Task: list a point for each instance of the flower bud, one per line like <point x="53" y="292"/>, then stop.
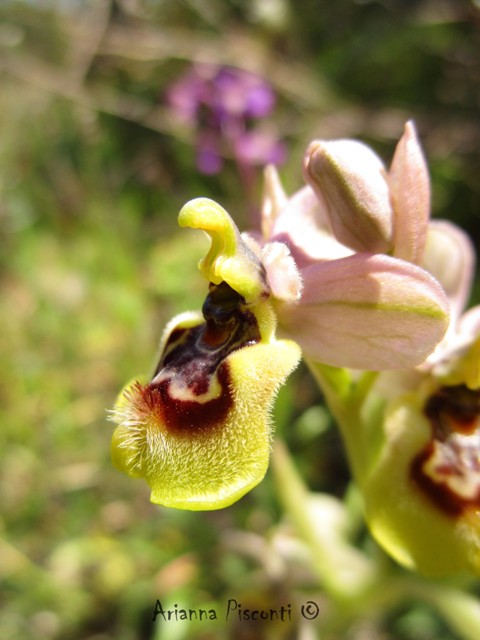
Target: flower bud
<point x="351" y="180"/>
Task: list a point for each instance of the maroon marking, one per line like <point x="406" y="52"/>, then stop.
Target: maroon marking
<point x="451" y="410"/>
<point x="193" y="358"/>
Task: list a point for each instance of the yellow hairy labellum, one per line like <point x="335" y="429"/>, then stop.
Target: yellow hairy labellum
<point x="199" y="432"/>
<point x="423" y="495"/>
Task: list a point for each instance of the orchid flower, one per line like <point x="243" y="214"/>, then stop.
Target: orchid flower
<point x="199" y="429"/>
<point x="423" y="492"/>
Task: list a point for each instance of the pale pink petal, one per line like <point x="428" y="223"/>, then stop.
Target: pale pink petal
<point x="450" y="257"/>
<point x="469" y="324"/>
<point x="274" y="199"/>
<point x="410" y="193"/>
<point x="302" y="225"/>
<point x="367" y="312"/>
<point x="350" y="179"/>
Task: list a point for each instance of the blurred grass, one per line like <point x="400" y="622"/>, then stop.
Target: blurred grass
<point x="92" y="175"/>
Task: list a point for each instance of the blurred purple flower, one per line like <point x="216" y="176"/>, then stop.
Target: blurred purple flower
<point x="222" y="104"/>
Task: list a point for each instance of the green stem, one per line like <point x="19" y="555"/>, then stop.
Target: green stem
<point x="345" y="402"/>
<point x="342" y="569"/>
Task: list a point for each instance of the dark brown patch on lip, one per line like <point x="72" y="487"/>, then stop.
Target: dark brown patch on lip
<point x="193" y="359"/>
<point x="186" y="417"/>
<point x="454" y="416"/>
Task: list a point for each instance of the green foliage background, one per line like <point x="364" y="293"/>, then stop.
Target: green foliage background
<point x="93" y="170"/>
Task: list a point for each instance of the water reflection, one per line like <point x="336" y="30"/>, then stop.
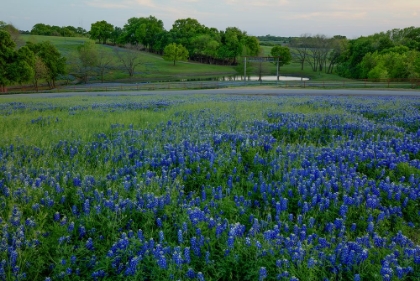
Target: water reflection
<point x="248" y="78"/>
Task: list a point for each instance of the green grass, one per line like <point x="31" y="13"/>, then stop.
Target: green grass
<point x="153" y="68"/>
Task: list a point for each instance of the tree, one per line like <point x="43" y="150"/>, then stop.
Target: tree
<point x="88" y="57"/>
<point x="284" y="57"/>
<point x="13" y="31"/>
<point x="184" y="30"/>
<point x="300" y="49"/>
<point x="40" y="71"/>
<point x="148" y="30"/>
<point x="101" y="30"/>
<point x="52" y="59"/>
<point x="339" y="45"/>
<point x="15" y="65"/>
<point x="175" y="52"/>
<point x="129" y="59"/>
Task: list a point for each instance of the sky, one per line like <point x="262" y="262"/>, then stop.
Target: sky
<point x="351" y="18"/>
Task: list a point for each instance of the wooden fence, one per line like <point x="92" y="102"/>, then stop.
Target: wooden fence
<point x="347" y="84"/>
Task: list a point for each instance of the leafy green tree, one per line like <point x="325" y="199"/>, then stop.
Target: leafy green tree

==================================================

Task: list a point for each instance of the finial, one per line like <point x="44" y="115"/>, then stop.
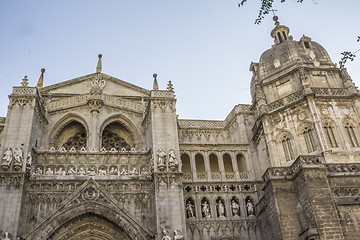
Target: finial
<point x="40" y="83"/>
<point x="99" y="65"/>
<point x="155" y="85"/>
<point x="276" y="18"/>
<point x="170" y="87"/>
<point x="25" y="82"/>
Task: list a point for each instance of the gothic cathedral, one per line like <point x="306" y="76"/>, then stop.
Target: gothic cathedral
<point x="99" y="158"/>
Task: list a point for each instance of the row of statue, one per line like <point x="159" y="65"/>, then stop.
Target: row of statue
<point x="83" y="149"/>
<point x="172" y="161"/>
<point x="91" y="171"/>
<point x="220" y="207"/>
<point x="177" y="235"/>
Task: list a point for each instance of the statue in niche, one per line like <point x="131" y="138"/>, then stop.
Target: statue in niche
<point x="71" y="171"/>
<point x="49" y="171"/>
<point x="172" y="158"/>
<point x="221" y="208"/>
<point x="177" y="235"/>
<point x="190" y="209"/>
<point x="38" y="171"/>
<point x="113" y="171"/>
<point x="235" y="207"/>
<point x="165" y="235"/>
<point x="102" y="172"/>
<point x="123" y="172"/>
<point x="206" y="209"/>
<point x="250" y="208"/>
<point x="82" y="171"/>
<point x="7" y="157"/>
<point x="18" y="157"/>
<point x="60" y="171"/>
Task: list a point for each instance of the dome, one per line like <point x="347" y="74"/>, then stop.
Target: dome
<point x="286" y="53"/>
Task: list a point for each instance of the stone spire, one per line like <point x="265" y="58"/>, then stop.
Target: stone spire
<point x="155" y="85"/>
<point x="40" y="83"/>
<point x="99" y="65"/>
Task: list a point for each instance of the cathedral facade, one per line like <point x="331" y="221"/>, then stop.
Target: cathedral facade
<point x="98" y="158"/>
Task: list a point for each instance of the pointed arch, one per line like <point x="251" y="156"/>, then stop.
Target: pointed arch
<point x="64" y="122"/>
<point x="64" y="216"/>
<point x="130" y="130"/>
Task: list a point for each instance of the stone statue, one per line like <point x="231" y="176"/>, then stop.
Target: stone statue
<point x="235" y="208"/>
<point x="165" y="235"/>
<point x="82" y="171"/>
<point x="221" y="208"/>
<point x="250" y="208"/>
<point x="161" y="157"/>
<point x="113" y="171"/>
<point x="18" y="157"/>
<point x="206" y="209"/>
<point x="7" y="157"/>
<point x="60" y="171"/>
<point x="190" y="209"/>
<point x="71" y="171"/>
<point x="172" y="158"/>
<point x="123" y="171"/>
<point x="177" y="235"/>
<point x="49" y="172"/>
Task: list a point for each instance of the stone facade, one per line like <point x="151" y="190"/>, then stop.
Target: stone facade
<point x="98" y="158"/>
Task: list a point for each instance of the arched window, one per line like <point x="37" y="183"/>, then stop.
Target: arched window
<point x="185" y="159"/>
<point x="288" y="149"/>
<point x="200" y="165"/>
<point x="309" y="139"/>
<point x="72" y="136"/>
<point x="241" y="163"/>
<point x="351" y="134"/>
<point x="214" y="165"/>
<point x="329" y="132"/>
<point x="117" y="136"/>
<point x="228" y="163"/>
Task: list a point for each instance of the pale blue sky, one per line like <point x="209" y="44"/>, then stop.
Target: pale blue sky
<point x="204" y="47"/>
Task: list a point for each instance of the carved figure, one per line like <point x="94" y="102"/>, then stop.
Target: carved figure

==================================================

**TASK:**
Can you pull out, word for word, the lines from the one containing "Task: list a point for each instance of the water" up to and including the one containing "Target: leafy green tree", leaving out the pictures?

**ANSWER TO THE PROBLEM:**
Task: list a point for each instance of the water reflection, one per line like <point x="336" y="30"/>, then stop.
Target: water reflection
<point x="248" y="78"/>
Task: list a point for each instance of the green grass, one per line like <point x="31" y="13"/>, then stop.
Target: green grass
<point x="153" y="68"/>
Task: list a point for each instance of the tree, one per line like <point x="43" y="150"/>, then stop.
Target: tree
<point x="88" y="57"/>
<point x="284" y="57"/>
<point x="13" y="31"/>
<point x="184" y="30"/>
<point x="300" y="49"/>
<point x="40" y="71"/>
<point x="148" y="30"/>
<point x="101" y="30"/>
<point x="52" y="59"/>
<point x="339" y="45"/>
<point x="15" y="65"/>
<point x="175" y="52"/>
<point x="129" y="59"/>
Task: list a point for each instance of the sky, one per line like <point x="262" y="262"/>, then stop.
Target: sky
<point x="351" y="18"/>
Task: list a point for each instance of the wooden fence, one per line like <point x="92" y="102"/>, then stop.
Target: wooden fence
<point x="347" y="84"/>
Task: list a point for each instance of the leafy green tree, one per line like <point x="325" y="199"/>, then stop.
Target: leafy green tree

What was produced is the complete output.